**Data supplied:**
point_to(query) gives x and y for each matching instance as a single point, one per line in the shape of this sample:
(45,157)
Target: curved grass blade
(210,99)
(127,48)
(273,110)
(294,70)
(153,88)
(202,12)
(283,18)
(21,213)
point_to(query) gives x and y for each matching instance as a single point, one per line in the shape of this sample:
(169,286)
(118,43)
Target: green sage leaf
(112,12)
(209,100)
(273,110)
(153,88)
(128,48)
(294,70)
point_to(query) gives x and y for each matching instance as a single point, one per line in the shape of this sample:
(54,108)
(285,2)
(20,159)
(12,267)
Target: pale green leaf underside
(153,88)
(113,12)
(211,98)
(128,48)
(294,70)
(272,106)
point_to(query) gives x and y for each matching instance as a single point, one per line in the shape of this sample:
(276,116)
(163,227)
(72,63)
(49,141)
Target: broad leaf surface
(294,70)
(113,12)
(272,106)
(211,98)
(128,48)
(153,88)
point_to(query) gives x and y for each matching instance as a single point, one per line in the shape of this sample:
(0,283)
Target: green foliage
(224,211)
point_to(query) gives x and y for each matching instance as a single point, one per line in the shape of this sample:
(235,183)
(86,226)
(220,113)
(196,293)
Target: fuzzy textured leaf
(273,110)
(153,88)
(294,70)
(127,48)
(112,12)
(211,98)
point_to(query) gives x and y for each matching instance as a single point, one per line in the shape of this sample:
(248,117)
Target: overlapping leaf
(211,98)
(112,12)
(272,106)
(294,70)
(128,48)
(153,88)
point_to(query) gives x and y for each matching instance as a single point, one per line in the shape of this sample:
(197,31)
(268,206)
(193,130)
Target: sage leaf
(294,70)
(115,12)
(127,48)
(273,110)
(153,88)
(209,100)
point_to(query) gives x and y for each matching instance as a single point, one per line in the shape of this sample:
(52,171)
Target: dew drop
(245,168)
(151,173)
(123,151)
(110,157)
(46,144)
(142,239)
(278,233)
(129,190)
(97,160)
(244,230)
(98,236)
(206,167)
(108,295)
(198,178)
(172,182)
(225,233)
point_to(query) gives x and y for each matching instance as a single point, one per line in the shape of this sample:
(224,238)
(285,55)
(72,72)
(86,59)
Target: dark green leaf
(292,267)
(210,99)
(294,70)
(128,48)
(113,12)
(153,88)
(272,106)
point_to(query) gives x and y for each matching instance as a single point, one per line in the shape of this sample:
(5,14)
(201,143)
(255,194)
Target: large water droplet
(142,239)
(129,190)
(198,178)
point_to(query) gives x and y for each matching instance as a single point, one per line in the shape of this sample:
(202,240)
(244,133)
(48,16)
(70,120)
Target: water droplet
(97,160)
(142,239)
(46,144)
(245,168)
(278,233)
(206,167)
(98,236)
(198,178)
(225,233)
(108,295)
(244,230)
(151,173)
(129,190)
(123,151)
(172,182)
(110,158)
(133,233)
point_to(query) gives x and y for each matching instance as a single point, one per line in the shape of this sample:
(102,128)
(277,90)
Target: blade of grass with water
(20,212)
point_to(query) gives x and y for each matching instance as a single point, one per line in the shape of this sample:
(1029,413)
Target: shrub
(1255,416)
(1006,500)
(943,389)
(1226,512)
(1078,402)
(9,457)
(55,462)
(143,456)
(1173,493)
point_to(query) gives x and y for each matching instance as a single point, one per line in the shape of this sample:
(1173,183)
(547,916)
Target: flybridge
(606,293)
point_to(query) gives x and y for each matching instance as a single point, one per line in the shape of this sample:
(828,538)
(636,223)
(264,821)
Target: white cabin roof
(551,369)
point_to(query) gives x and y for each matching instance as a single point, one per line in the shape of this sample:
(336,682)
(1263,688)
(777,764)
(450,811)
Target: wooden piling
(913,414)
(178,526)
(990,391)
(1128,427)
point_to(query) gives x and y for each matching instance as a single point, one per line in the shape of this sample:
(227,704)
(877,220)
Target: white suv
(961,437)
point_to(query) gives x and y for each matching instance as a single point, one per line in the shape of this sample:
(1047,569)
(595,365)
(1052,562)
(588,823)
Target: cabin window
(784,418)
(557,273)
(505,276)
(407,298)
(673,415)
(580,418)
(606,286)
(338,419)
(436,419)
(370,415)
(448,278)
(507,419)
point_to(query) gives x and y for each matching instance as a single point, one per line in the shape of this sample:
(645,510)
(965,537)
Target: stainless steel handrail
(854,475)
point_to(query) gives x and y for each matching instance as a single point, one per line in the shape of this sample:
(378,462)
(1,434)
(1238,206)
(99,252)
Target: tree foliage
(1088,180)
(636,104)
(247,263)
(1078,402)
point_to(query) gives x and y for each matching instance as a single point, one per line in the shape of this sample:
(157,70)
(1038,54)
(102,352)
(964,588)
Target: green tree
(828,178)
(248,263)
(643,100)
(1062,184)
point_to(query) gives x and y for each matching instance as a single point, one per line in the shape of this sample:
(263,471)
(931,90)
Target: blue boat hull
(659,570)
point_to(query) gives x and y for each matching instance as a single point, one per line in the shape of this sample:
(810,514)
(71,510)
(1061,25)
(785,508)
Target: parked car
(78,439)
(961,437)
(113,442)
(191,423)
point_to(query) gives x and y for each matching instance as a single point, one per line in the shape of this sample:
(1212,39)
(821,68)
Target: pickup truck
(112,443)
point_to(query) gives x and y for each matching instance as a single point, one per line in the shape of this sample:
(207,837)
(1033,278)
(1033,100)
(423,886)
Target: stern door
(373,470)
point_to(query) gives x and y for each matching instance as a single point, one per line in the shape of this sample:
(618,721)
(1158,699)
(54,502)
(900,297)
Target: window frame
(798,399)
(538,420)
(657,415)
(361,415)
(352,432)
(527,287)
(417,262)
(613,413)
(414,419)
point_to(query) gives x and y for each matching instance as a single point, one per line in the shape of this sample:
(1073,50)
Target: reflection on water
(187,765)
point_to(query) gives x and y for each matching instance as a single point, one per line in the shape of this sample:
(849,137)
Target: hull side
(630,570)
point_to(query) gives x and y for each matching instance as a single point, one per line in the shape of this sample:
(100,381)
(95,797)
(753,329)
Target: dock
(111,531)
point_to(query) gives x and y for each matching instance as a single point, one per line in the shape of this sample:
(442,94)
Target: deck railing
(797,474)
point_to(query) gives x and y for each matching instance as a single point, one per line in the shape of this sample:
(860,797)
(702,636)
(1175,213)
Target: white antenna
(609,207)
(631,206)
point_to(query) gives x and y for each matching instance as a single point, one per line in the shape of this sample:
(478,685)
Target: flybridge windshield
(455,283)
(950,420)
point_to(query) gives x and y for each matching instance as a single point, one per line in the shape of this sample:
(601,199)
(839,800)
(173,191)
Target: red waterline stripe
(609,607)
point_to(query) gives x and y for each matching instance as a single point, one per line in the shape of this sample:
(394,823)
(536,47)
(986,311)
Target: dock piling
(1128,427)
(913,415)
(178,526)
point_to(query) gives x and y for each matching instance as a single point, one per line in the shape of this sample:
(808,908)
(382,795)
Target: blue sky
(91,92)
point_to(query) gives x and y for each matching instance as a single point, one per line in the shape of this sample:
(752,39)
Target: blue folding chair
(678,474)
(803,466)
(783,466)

**Task to carry out:**
Your task is to restate the material above word for word.

**Answer for the task:**
point_to(query) gives x and y for each matching instance as a single point, one per line in the shape of this sample:
(45,157)
Target: curved grass blade
(210,99)
(127,48)
(273,110)
(294,70)
(153,88)
(202,12)
(283,18)
(21,213)
point_to(query) gives x and y for each matching instance as a single point, one per line in the shape of this sample:
(169,286)
(118,43)
Target: green sage leaf
(112,12)
(209,100)
(273,110)
(153,88)
(128,48)
(294,70)
point_to(query) gives x and y for each matching instance as a single point, one per line in the shape of this sample:
(54,108)
(285,2)
(20,159)
(12,267)
Target: pale green leaf underside
(153,88)
(113,12)
(211,98)
(128,48)
(294,70)
(272,106)
point_to(query) gives x and y for each matching instance as a single point, one per line in the shape of this sample:
(276,116)
(163,227)
(72,63)
(49,141)
Target: broad leaf surface
(294,70)
(113,12)
(272,106)
(211,98)
(128,48)
(153,88)
point_to(query) gives x and y for each matching instance as a single point, one per line in the shape of this sample:
(0,283)
Target: green foliage
(224,211)
point_to(query) gives x and y for each matching instance as a single point, one per line in the shape of this sample:
(235,183)
(86,226)
(220,113)
(196,293)
Target: fuzzy textured leaf
(273,110)
(153,88)
(294,70)
(127,48)
(112,12)
(211,98)
point_to(query) gives x and y for each matching instance as a single point, one per line in the shape of this sample:
(248,117)
Target: overlapping leaf
(211,98)
(112,12)
(272,106)
(294,70)
(128,48)
(153,88)
point_to(query) gives x and y for each matching instance as a single point, one per line in the shape of this sample:
(197,31)
(268,206)
(193,130)
Target: sage leaf
(294,70)
(115,12)
(127,48)
(273,110)
(153,88)
(209,100)
point_to(query) gives x and y for each matching instance as a single point, one per line in the shape of this sample:
(52,171)
Target: dew drop
(245,168)
(151,173)
(123,151)
(110,157)
(46,144)
(142,239)
(278,233)
(129,190)
(97,160)
(244,230)
(98,236)
(206,167)
(108,295)
(198,178)
(172,182)
(225,233)
point_to(query) gives x and y for each matching instance as a single point, one per line in the shape of this sample:
(224,238)
(285,55)
(72,72)
(86,59)
Target: dark green leaf
(292,267)
(210,99)
(294,70)
(128,48)
(113,12)
(153,88)
(272,106)
point_to(query) gives x and y for each matching instance as a single point, one per line in the shape of this sample:
(5,14)
(201,143)
(255,194)
Target: large water droplet
(142,239)
(129,190)
(198,178)
point_to(query) gives x and y for each matching instance as a single point, one per line in the shape of this sample:
(202,240)
(244,133)
(48,16)
(70,120)
Target: water droplet
(97,160)
(142,239)
(46,144)
(245,168)
(278,233)
(206,167)
(98,236)
(198,178)
(225,233)
(108,295)
(244,230)
(151,173)
(129,190)
(123,151)
(172,182)
(110,158)
(133,233)
point_to(query) gives x and y for each matching instance as a single point, one per line in the shape of this sample:
(102,128)
(277,90)
Target: blade of grass with water
(20,212)
point_to(query) gives x and y for each matching instance as a single point, one per line in the shape of this sample:
(1029,413)
Target: shrub
(1255,416)
(1006,500)
(943,389)
(1226,512)
(1078,402)
(9,457)
(55,462)
(143,456)
(1173,493)
point_to(query) gives x and y for each matching instance as a single point, one per line in the shape of this sample:
(1173,183)
(547,916)
Target: flybridge
(606,293)
point_to(query) gives x and y for each matching instance as a single point, one per line in the shape of this sample:
(828,538)
(636,223)
(264,821)
Target: white cabin roof
(551,369)
point_to(query) gives x and y for each matching instance as a single point, one per line in the shape of this sample:
(336,682)
(1263,688)
(777,764)
(450,811)
Target: wooden piling
(913,414)
(178,526)
(990,391)
(1128,427)
point_to(query) gives x and y for each matching instance as a single point, one per line in the shape of this sample:
(227,704)
(877,220)
Target: white suv
(961,437)
point_to(query) gives x and y for each matching instance as a single point, one per line in the shape of this sample:
(1047,569)
(595,365)
(1052,562)
(588,823)
Target: cabin window
(784,418)
(557,273)
(505,276)
(407,298)
(673,415)
(580,418)
(606,286)
(338,419)
(436,419)
(370,415)
(448,278)
(507,419)
point_to(query) gives x and y for each matching instance as a single point, one per line in the shape of this sample:
(645,510)
(965,537)
Target: stainless steel handrail
(854,475)
point_to(query) gives x and y for each matching instance as a single point, one per line in the shape of this sample:
(378,462)
(1,434)
(1238,206)
(99,252)
Target: tree foliage
(1088,180)
(636,104)
(247,263)
(1078,402)
point_to(query) gives x and y for each matching instance as a single point, one per line in the shape of this sample:
(157,70)
(1038,54)
(102,352)
(964,588)
Target: green tree
(828,178)
(248,263)
(643,100)
(1062,184)
point_to(query) gives x and y for each matching instance as a single point, one per line in the shape of this sample:
(263,471)
(931,90)
Target: blue boat hull
(659,570)
point_to(query) gives x and y for each matching instance as a single point, one per line in the shape of this sample:
(810,514)
(71,510)
(1061,25)
(785,508)
Target: parked car
(78,439)
(961,437)
(113,442)
(191,423)
point_to(query) gives x and y for each matching instance as a single point, one per line in the shape of this sample:
(1212,39)
(821,68)
Target: pickup truck
(112,443)
point_to(query) gives x and y for each matching instance as a single point, one per line in the shape of this sample:
(207,837)
(1033,278)
(1033,100)
(423,886)
Target: stern door
(373,470)
point_to(query) gives x and y for each matching instance as a single point, one per line in the shape of this sample:
(618,721)
(1158,699)
(54,502)
(900,297)
Target: window frame
(798,399)
(538,420)
(657,415)
(361,415)
(352,432)
(527,287)
(417,262)
(613,413)
(414,419)
point_to(query) gives x and y for each matching instance as a single point, one per line in the shape of this sample:
(1073,50)
Target: reflection on water
(187,765)
point_to(query) gives x and y for each matching instance as a single point, one per line in the shape of this sample:
(849,137)
Target: hull side
(630,570)
point_to(query) gives x and y for each matching instance as a single point, one per line in the shape of this sample:
(100,381)
(95,797)
(753,329)
Target: dock
(111,531)
point_to(query) gives x and y for each matching instance as a single point, one per line in the shape of this sample:
(442,94)
Target: deck railing
(797,474)
point_to(query) gives x and y for each matching instance as a single point, one per line in the shape of this sample:
(860,797)
(702,636)
(1175,213)
Target: white antenna
(609,207)
(631,206)
point_to(query) gives x and y for each matching instance as a single point, one per line in the shape of this sample:
(478,685)
Target: flybridge windshield
(455,283)
(950,420)
point_to(query) gives x and y for each matching instance as a single point, one per line in the shape of this sample:
(601,199)
(839,800)
(173,191)
Target: red waterline stripe
(609,607)
point_to(query) gives x and y for each matching instance as a single point, one per line in the shape of this sample:
(394,823)
(536,47)
(986,311)
Target: dock piling
(1128,427)
(913,415)
(178,526)
point_to(query) gives x and y for each matching instance as a single point, one per line in the shape of this sample:
(808,908)
(382,795)
Target: blue sky
(91,92)
point_to(query) gives x and y for each matching instance as a single point, one per line in the shape of this sample:
(752,39)
Target: blue folding chair
(678,474)
(803,466)
(783,466)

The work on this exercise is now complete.